=== EXERCISE INPUTS ===

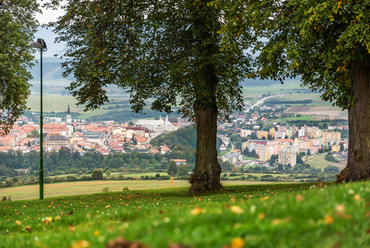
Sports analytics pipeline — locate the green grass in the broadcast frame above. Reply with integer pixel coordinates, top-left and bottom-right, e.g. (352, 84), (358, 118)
(303, 154), (346, 170)
(243, 80), (307, 98)
(0, 180), (276, 200)
(0, 182), (370, 248)
(269, 115), (312, 122)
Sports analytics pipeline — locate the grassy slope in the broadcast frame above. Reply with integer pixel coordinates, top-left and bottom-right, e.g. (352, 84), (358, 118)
(0, 182), (370, 247)
(0, 180), (278, 200)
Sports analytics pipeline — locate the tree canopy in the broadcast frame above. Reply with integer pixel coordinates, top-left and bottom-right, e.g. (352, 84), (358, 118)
(224, 0), (370, 181)
(49, 0), (252, 193)
(0, 0), (39, 133)
(49, 0), (251, 116)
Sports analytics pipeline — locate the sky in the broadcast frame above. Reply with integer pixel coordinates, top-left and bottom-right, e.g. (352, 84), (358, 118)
(35, 0), (65, 57)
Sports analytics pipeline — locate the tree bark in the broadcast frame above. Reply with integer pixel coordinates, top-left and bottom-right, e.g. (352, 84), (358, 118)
(190, 103), (222, 194)
(344, 61), (370, 182)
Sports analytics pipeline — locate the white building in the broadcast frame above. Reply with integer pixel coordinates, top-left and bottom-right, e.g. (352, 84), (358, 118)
(136, 116), (175, 133)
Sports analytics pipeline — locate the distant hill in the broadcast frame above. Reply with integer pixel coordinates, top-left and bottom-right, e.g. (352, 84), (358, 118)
(30, 57), (73, 82)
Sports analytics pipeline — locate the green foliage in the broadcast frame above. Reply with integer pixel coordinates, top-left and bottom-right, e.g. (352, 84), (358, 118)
(324, 165), (339, 174)
(176, 164), (189, 177)
(167, 161), (178, 176)
(0, 0), (39, 133)
(91, 169), (103, 180)
(49, 0), (250, 116)
(230, 0), (370, 108)
(325, 153), (340, 163)
(0, 182), (370, 248)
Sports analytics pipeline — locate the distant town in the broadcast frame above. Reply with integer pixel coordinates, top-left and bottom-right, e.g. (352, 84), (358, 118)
(0, 93), (348, 170)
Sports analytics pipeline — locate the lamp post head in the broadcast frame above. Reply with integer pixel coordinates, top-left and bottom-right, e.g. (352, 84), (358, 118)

===

» EXERCISE PROMPT
Copy the part of the listing that opens with the line containing "Sports analytics pipeline — locate the sky" and runs through the end of the listing, requests included. Adjust every bounding-box coordinate in the answers by adding -140, and leave the requests, including their sample coordinates, unchanged.

» TASK SOLUTION
Sports analytics pipeline — locate the sky in the broadcast frame above. Reply with integer pixel coordinates, top-left and bottom-right, e.g. (352, 84), (358, 118)
(-105, -140), (-75, -83)
Sports analytics pipeline — locate the tree bark in the broadcast frame above. Reply with integer pixel coordinates, top-left and bottom-right, e.g. (352, 84), (358, 118)
(50, -37), (82, 54)
(204, -79), (230, 42)
Sports analytics pipeline — locate the white building in the broadcast frame above. Reply with integer pixel coordinates, top-left and bottom-right, e.g. (352, 84), (358, 118)
(-4, -24), (35, -7)
Sports analytics pipeline — locate the distant hill in the broadcast frame above. Reply with integer pixel coordinates, top-left and bottom-right, e.g. (352, 84), (358, 118)
(-110, -83), (-67, -58)
Sports analytics pipeline — locate the green foliage in the broadcast frame above. Reply with integer pixel coordinates, top-left and bottom-right, e.g. (352, 84), (358, 118)
(184, 25), (199, 34)
(36, 24), (49, 37)
(27, 21), (38, 36)
(-140, -140), (-101, -7)
(-49, 29), (-37, 40)
(-91, -140), (110, -24)
(90, -140), (230, -32)
(185, 13), (200, 23)
(-140, 42), (230, 108)
Sports analytics pipeline — locate the distant town in the broadcast frame above. Reply with integer pixel coordinates, top-left and bottom-right, e.g. (352, 84), (358, 118)
(-140, -47), (208, 30)
Sports analytics pipeline — locate the lamp post head in the broadcast frame above. Reply with integer pixel coordinates, top-left and bottom-right, e.g. (352, 84), (358, 118)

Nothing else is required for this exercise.